* [The exercise]
Extract the line that contains "green shirt in" and every line after it to the end of the records below, exactly as written and nothing else.
─── Record list
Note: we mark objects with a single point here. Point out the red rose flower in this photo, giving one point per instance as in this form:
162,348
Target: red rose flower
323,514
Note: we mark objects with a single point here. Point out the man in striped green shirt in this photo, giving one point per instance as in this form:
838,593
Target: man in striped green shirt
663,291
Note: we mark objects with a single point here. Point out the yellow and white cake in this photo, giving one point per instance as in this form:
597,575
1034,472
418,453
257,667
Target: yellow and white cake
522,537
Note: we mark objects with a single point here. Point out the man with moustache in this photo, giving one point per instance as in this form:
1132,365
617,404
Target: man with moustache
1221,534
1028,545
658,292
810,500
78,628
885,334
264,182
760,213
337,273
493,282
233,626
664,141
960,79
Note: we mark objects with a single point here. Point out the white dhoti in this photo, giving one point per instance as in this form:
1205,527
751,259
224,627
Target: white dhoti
──────
* [Answer to this exercise]
Note: we mark objects with a single point here. Point out the man in striped green shirt in this photo, giving one point per instance as in this form:
838,593
Target: man in striped green shirt
663,291
Note: we mark objects with a single point here. Point out the yellow and white cake in this photo, giving one point per instance as in this form:
597,575
1034,472
418,453
257,667
Target: yellow and white cake
522,537
Note: we mark objects with a single point here. Point out the man with moustache in this photo, giving one point per instance as in this form:
1132,365
617,404
Target: man with moustache
1221,534
1028,545
658,292
810,500
78,628
885,334
264,182
760,213
337,273
493,282
233,626
664,141
960,79
Note: we mark objects with a single point here. Point out the white dhoti in this photo, giving one point per instance as in this form:
1205,527
751,259
224,627
Target: white dhoti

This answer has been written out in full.